Task brief:
Set out each line of the records below as a numbered list, skipping blank lines and leaving out the pictures.
# # #
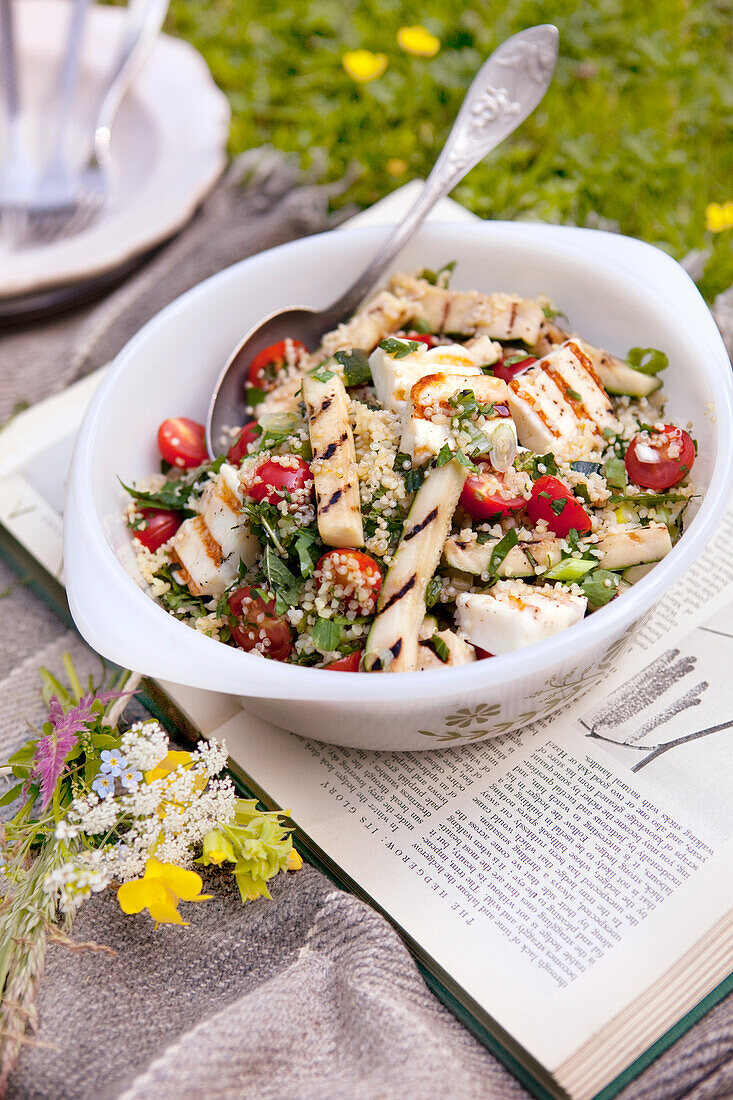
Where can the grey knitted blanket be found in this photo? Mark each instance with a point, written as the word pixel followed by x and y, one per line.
pixel 310 996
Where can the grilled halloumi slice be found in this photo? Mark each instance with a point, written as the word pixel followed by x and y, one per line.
pixel 513 615
pixel 500 316
pixel 427 418
pixel 334 463
pixel 394 377
pixel 209 547
pixel 459 651
pixel 472 557
pixel 559 404
pixel 392 645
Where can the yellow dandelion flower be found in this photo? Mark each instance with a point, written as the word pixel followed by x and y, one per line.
pixel 160 890
pixel 362 65
pixel 719 217
pixel 294 860
pixel 417 41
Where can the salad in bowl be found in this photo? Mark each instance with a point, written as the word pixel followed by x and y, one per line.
pixel 451 475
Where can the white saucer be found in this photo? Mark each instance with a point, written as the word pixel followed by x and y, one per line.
pixel 168 143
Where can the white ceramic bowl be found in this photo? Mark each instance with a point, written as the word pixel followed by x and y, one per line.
pixel 617 292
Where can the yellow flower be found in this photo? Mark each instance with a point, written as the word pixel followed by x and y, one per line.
pixel 719 217
pixel 217 848
pixel 418 41
pixel 160 890
pixel 362 65
pixel 396 166
pixel 294 860
pixel 170 763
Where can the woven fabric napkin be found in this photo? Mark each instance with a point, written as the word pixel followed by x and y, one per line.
pixel 310 996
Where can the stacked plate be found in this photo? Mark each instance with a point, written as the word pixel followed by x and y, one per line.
pixel 168 147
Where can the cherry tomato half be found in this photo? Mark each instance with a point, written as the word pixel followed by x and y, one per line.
pixel 510 371
pixel 349 663
pixel 247 436
pixel 553 502
pixel 161 525
pixel 483 495
pixel 425 338
pixel 250 616
pixel 182 442
pixel 274 477
pixel 351 576
pixel 267 363
pixel 659 459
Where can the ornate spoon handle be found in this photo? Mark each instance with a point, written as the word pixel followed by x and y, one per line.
pixel 505 90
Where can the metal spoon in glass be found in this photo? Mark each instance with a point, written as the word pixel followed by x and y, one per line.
pixel 506 89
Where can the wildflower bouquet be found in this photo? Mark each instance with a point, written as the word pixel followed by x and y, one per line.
pixel 104 807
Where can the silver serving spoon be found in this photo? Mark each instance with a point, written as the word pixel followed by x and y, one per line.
pixel 506 89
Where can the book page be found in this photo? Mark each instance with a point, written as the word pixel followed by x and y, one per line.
# # #
Exercise answer:
1. Where can the grey knitted blanket be found in this photo? Mark each instance with a point, written as the word pixel followed by x and y, one per line.
2. pixel 310 996
3. Where can the grilled halloumi slice be found in this photo? Mark each instance with a point, written as the word pixel followed by x and y, one per line.
4. pixel 513 615
5. pixel 500 316
6. pixel 427 418
7. pixel 334 463
8. pixel 394 377
9. pixel 209 547
10. pixel 459 651
11. pixel 472 557
12. pixel 559 404
13. pixel 392 645
14. Where can the yellow dandelion flower be found in this photo? Mark each instance with a point, written as the word pixel followed by x and y, one per line.
15. pixel 160 890
16. pixel 362 65
17. pixel 719 217
18. pixel 294 860
19. pixel 417 41
20. Where can the salad in bowl be found in this photo? Mark each instance with a point, written as the word pixel followed by x and y, one per line.
21. pixel 451 475
22. Where can the white saucer be found in this photo? Mark each instance with a point, written as the word pixel followed by x and y, one per line.
23. pixel 168 143
24. Where can the white ceramic bowl be found in this photo? Mark each instance with a point, written as the word pixel followed by x and y, one per line.
25. pixel 617 292
26. Where can the yellow flower be found in this photo? Mark each instance with a point, written as the word pixel followed by x and y, one per line.
27. pixel 719 217
28. pixel 217 848
29. pixel 418 41
30. pixel 160 890
31. pixel 362 65
32. pixel 396 166
33. pixel 294 860
34. pixel 170 763
35. Where can the woven fabric napkin be found in this photo? Mark each instance with a point, written as the word pixel followed by x and y, one per line.
36. pixel 310 996
37. Where can the stacked plate be found in this photo? Mark each instance with a point, written as the word pixel followed by x and y, one per line.
38. pixel 168 147
39. Where can the cherry tomato half be found in this photo? Mark each instance with a point, written as the word pixel followed by x and y, one per line.
40. pixel 510 371
41. pixel 349 663
42. pixel 247 436
43. pixel 553 502
44. pixel 161 525
45. pixel 483 495
46. pixel 425 338
47. pixel 250 616
48. pixel 182 442
49. pixel 274 477
50. pixel 351 576
51. pixel 267 363
52. pixel 659 459
53. Where can the ornate spoon handle be found in this photo? Mark each instance with a point, written as the word pixel followed by x and y, one per line.
54. pixel 505 90
55. Where can the metal spoon in glass be found in this photo? Mark each instance with a point, written as the word pixel followed by x and y, one per line.
56. pixel 506 89
57. Where can the wildflower bouquet be found in this photo? Mark each instance with a point, written as the word pixel followed by x and y, one per line.
58. pixel 104 807
59. Where can the silver serving spoon be found in this photo? Mark each instance with a point, written as the word pixel followed by x and y, one per line.
60. pixel 506 89
61. Where can the book page be found in this photo? Mark each instance with a point, written as the word pixel followed by x and y, one per line.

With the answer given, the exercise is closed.